• **TEXT EXTRACT**
In [142]:
%matplotlib notebook

import numpy as np
import matplotlib.pyplot as plt
import seaborn as sns
sns.set(style="darkgrid")
# np.random.seed(19680801)

## Why Use a Computer Simulation
* To provide counterexamples to proposed theorems
* to build intuition by experimenting with random numbers
* to lend evidence to a conjecture

Conjecture: an opinion or conclusion formed on the basis of incomplete information

### What are the probabilities of summed outcomes on k random experiments?
U1 <- [0,1]
U2 <- [0,1]
U1 + U2 <- [0,2]

Based on the below simulation, we observe that is far more likely that the values are around 1 rather than at 0 or 2.
For the value of U1 + U2 to be near 0 or 2 both of them should be near 0 or 2 at once. Where as for the value to be near 1 there is more flexibility - (0.5, 0.5) , (0,75, 0.25), (0.2, 0.8)

If we add more and more random experiments, we will obtain a Gaussian-shaped histogram - intuition for Central Limit Theorem

In [248]:
n = 1000 # no:of experiments
k = 2    # no:of random events
x = np.random.random_sample((n,k)) # each row will be 1000 runs of one experiment
X = np.sum(x, axis=1) # summing the outcomes of each run


fig=plt.figure(figsize=(8, 8), dpi= 80, facecolor='w', edgecolor='k')
h = plt.hist(X, bins=25)
plt.ylabel('Number of outcomes')
plt.xlabel('Value of X')
plt.title('Histogram of X = sum of %s random events'%(k,))

mean_of_intervals = [(h[1][i]+h[1][i+1])/2 for i in range(len(h[1])-1)]
values_of_intervals = h[0]
plt.plot(mean_of_intervals, values_of_intervals, '--')

<IPython.core.display.Javascript object>

[<matplotlib.lines.Line2D at 0x1a2abff10>]

### Notations

* We define a random variable X as the numerical outcome of the random experiment both discrete and continuous.
* We denote the random variable by a capital letter, say X, and its possible values by a small letter, say xi for the discrete case and x for the continuous case.
* The number of experiments, which is sometimes referred to as the number of trials, will be denoted by M.
* The values of X obtained through simulation / experiment are termed the "outcomes" or "realizations" of X.

### Probability Density Function (pdf)

In [127]:
# https://docs.scipy.org/doc/scipy/reference/generated/scipy.stats.norm.html

from scipy.stats import norm

# ppf(q, loc=0, scale=1) - Percent point function (inverse of cdf — percentiles).
x = np.linspace(norm.ppf(0.001), norm.ppf(0.999), 100)

fig, ax = plt.subplots(1, 1)
ax.plot(x, norm.pdf(x), 'r-', lw=2, alpha=0.7, label='norm pdf')

• **SUPPLIED INFORMATION**
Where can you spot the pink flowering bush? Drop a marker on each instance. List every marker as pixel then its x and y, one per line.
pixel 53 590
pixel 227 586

• **INSTRUCTIONS FOR THE TASK**
Pick up the probability simulation notebook where it stops and write the next part.

• **EXERCISE RESPONSE**
# rvs(loc=0, scale=1, size=1, random_state=None) - Random variates.
r = norm.rvs(size=1000)

ax.hist(r, density=True, histtype='stepfilled', alpha=0.2)
ax.legend(loc='best', frameon=False)
plt.title('Norm pdf')

<IPython.core.display.Javascript object>

Text(0.5, 1.0, 'Norm pdf')

### Probability of an interval - Area Under pdf

norm.cdf - cumulative density function is the integral of standard gaussian pdf

What is the probability of X = P[a <= X <= b]

In [180]:
a,b = (-0.3, 1)

P = norm.cdf(b) - norm.cdf(a)
print('P[%s <= X <= %s] ='%(a,b), P)

x = np.linspace(norm.ppf(0.001), norm.ppf(0.999), 100)

fig, (ax1, ax2) = plt.subplots(2, 1, sharex='col', sharey='row',figsize=(6, 9))
ax1.plot(x, norm.cdf(x), 'r-', lw=2, alpha=0.7, label='norm cdf')

ax1.plot([a, 0], [norm.cdf(a), norm.cdf(a)], 'g--')
ax1.plot([0, 0], [norm.cdf(a), norm.cdf(b)], 'g', lw=3)
ax1.plot([b, 0], [norm.cdf(b), norm.cdf(b)], 'g--')

ax2.plot(x, norm.pdf(x), 'r-', lw=2, alpha=0.7, label='norm pdf')
x = np.linspace(a,b)
ax2.fill_between(x, norm.pdf(x), color='g', alpha=0.6)

P[-0.3 <= X <= 1] = 0.45925616825749555


<IPython.core.display.Javascript object>

<matplotlib.collections.PolyCollection at 0x1493a3820>

### A transformed random variable

One of the most important problems in probability is to determine the PDF for a transformed random variable, i.e., one that is a function of X, say X2 as an example.



In [239]:
def draw_hist_with_curve(ax, x, color, bins=25):
    h = ax.hist(x, density=True, bins=bins, color=color, histtype='stepfilled', alpha=0.4)
    mean_of_intervals = [(h[1][i]+h[1][i+1])/2 for i in range(len(h[1])-1)]
    values_of_intervals = h[0]
    ax.plot(mean_of_intervals, values_of_intervals, color+'--')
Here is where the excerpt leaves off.